Source:
L'administration OBAMA propose un objectif moyen de 54.5 miles per gallon pour 2025, soit 4.3 litre/100 km ou 101 gCO2/km. L'étude a quantifié les emplois engendrés par le besoin de recherche nécessaire pour atteindre cet objectif.
- The six percent scenario (roughly 60 MPG) would generate an estimated $152 billion in fuel savings for consumers in 2030 compared to business as usual. Of the $152 billion saved at the pump, $59 billion would be expected to be spent in the auto industry as drivers purchase cleaner, more efficient vehicles. The remaining $93 billion will be spent across the rest of the economy, boosting consumers’ discretionary income for everything from retail purchases to restaurant trips to increased spending on health care.
- Nearly 700,000 new full time jobs would be created under the six percent scenario, compared to only about 350,000 jobs under the three percent (roughly 47 MPG) scenario.
- 63,000 new, full-time domestic auto industry jobs would be created in 2030 under the six percent scenario; more than double the 31,000 jobs under the three percent scenario.
- States seeing the biggest gains in terms of relative impact on their job markets also have some of the largest auto industry sectors. Again, job growth would be significantly higher under the six percent scenario. The top 12 states in terms of percentage job increases include Indiana, Michigan, Alabama, Kentucky, Tennessee, Ohio, North Carolina, New Hampshire, Vermont, Oregon, New York and Missouri.

[Saved data entries]
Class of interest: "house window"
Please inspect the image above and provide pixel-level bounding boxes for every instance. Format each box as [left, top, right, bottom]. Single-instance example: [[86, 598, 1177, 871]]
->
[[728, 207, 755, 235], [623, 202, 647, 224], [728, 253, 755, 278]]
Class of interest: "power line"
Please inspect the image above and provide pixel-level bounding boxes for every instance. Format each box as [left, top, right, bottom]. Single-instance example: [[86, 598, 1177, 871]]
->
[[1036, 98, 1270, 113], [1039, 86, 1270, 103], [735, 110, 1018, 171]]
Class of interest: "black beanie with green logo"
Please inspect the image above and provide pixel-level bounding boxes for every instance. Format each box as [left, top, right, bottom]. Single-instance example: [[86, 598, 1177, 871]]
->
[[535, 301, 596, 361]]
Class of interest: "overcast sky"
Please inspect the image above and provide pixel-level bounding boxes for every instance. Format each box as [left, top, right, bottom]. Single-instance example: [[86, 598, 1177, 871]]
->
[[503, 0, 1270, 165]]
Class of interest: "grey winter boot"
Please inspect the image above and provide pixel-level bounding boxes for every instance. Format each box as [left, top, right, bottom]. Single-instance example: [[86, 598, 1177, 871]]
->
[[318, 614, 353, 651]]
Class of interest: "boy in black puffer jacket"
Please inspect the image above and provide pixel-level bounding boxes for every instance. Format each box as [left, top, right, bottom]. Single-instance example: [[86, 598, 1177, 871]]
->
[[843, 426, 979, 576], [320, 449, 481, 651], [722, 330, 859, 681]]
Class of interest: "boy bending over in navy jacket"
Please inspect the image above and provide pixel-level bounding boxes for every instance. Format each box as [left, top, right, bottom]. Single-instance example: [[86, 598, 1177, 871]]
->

Stated problem 1:
Do the following statements agree with the passage on fuel economy and jobs? Answer yes or no for each, quoting the deciding words of the passage.
(a) Under the six percent scenario, $93 billion of the fuel savings would be spent in the auto industry.
(b) The three percent scenario corresponds to roughly 47 MPG.
(c) Oregon is one of the top 12 states in terms of percentage job increases.
Stated problem 2:
Could you go on with the passage on fuel economy and jobs from the point where it stops?

Task answer 1:
(a) No: "$59 billion would be expected to be spent in the auto industry"
(b) Yes: "the three percent (roughly 47 MPG) scenario"
(c) Yes: "The top 12 states in terms of percentage job increases include Indiana, Michigan, Alabama, Kentucky, Tennessee, Ohio, North Carolina, New Hampshire, Vermont, Oregon, New York and Missouri."

Task answer 2:
- Net jobs gains in 49 states, and greatest job gains under strongest standards. Each of the four regulatory scenarios analyzed would bring substantial economic and job benefits for the U.S. economy in 2030.
- Effects on state GDPs would be overwhelmingly positive. States seeing the biggest percentage GDP gains under the strongest fuel efficiency standard have large auto industry sectors. The biggest gainers would be Michigan and Indiana, followed by Kentucky, South Carolina, Tennessee, Wisconsin, Iowa, Ohio, Alabama and Oregon. Compared to the three percent scenario, the six percent scenario would bring 382,000 more jobs, a $15.7 billion increase in gross economic output (sales), $10.3 billion more in personal income, and $9.5 billon more in tax revenue for cash strapped federal, state and local governments.